** Begin **

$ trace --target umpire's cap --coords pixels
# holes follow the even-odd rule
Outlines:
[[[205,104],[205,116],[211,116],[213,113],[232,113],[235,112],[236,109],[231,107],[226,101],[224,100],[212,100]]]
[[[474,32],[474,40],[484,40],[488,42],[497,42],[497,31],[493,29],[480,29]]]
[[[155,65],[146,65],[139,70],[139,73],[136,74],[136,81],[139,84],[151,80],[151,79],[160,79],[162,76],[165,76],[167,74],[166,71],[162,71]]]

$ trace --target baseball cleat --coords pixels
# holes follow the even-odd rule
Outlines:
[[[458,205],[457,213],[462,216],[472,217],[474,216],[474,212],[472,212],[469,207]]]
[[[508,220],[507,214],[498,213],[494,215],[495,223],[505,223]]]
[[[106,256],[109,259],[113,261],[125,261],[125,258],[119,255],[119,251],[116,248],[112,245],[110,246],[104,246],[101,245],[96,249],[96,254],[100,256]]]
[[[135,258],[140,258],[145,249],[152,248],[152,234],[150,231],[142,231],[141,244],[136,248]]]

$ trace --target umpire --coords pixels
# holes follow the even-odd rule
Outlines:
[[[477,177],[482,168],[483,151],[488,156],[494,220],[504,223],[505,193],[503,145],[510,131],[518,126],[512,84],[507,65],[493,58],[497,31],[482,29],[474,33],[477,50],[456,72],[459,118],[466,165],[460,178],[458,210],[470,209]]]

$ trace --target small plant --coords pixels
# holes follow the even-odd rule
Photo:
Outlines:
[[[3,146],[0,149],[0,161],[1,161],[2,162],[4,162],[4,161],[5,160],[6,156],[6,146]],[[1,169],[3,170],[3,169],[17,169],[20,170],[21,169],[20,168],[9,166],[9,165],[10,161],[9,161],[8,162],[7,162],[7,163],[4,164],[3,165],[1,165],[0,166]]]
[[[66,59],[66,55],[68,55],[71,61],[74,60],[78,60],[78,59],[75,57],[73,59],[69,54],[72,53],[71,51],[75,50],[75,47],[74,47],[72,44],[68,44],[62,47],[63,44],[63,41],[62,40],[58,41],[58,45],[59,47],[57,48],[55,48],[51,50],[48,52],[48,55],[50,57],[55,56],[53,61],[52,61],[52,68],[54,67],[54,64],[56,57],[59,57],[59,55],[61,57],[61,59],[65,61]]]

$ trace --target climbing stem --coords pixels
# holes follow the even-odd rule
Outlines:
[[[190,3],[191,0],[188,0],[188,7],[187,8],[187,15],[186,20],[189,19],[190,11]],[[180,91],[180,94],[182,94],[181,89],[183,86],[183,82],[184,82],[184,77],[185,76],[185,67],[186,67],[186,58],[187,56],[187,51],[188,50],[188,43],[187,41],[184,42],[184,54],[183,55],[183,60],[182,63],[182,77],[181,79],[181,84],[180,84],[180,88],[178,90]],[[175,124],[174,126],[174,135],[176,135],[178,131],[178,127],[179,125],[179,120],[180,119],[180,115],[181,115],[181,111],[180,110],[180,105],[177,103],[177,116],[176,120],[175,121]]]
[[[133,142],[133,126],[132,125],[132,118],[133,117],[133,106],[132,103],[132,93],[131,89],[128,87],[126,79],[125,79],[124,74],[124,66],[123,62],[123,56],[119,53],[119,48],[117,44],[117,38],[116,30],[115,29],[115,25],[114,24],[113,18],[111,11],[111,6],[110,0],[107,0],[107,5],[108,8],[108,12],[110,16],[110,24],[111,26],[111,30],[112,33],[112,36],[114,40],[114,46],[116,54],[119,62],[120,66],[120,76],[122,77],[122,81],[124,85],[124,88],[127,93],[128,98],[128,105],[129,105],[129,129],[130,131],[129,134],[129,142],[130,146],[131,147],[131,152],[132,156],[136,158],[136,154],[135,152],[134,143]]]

** End **

■ Required task ■
Give back the whole listing exactly as it reads.

■ Result of the exercise ■
$ trace --target umpire's cap --coords pixels
# holes follow the even-odd rule
Outlines:
[[[205,104],[205,116],[211,116],[213,113],[232,113],[235,112],[236,109],[231,107],[226,101],[224,100],[212,100]]]
[[[474,32],[474,40],[484,40],[488,42],[497,42],[497,31],[493,29],[480,29]]]
[[[155,65],[146,65],[139,70],[139,73],[136,74],[136,81],[139,84],[151,80],[151,79],[160,79],[162,76],[165,76],[167,74],[166,71],[162,71]]]

$ trace --target baseball cleat --coords pixels
# holes follow the even-odd rule
Outlines:
[[[458,205],[457,213],[462,216],[472,217],[474,216],[474,212],[472,212],[469,207]]]
[[[508,220],[507,214],[498,213],[494,215],[495,223],[505,223]]]
[[[106,256],[109,259],[113,261],[125,261],[125,258],[119,255],[119,251],[116,248],[112,245],[110,246],[104,246],[101,245],[96,249],[96,254],[100,256]]]
[[[135,258],[140,258],[145,249],[152,248],[152,234],[150,231],[142,231],[141,244],[136,248]]]

$ trace --target umpire --coords pixels
# holes follow the even-odd rule
Outlines:
[[[477,177],[482,168],[483,151],[488,156],[494,220],[504,223],[505,193],[503,145],[510,131],[518,126],[512,84],[507,65],[493,58],[497,31],[482,29],[474,33],[477,50],[456,72],[459,118],[466,165],[460,178],[458,210],[470,209]]]

$ trace --target small plant --coords pixels
# holes follow the even-odd rule
Photo:
Outlines:
[[[3,146],[0,149],[0,161],[1,161],[2,162],[4,162],[4,161],[5,160],[6,156],[6,146]],[[1,169],[3,170],[3,169],[17,169],[20,170],[21,169],[20,168],[9,166],[9,165],[10,161],[9,161],[8,162],[7,162],[7,163],[4,164],[3,165],[1,165],[0,166]]]
[[[66,59],[66,55],[68,55],[71,61],[74,60],[78,60],[78,59],[75,57],[73,59],[69,54],[72,53],[71,51],[75,50],[75,47],[74,47],[72,44],[68,44],[62,47],[63,44],[63,41],[62,40],[58,41],[58,45],[59,47],[57,48],[55,48],[51,50],[48,52],[48,55],[50,57],[55,56],[53,61],[52,61],[52,68],[54,67],[54,64],[56,57],[59,57],[59,55],[61,57],[61,59],[65,61]]]

$ trace --target climbing stem --coords pixels
# holes follow the even-odd rule
Outlines:
[[[190,3],[191,0],[188,0],[188,7],[187,8],[187,15],[186,20],[189,19],[190,11]],[[180,91],[180,94],[182,94],[181,89],[183,86],[183,82],[184,82],[184,77],[185,76],[185,67],[186,67],[186,58],[187,56],[187,51],[188,50],[188,43],[187,41],[184,42],[184,54],[183,55],[183,60],[182,63],[182,77],[181,79],[181,84],[180,84],[180,88],[178,90]],[[175,124],[174,126],[174,135],[176,135],[178,131],[178,127],[179,125],[179,120],[180,119],[180,115],[181,115],[181,111],[180,110],[180,105],[177,103],[177,116],[176,120],[175,121]]]
[[[133,142],[133,126],[132,125],[132,118],[133,117],[133,106],[132,103],[132,93],[131,89],[128,87],[126,79],[125,79],[124,74],[124,66],[123,62],[123,56],[119,53],[119,48],[117,44],[117,38],[116,30],[115,29],[115,25],[114,24],[113,18],[111,11],[111,6],[110,0],[107,0],[107,5],[108,8],[108,12],[110,16],[110,24],[111,26],[111,30],[112,33],[112,36],[114,40],[114,46],[116,54],[119,62],[120,66],[120,76],[122,77],[122,81],[124,85],[124,88],[127,93],[128,98],[128,105],[129,105],[129,129],[130,131],[129,134],[129,142],[130,146],[131,147],[131,152],[132,156],[136,158],[136,154],[135,152],[134,143]]]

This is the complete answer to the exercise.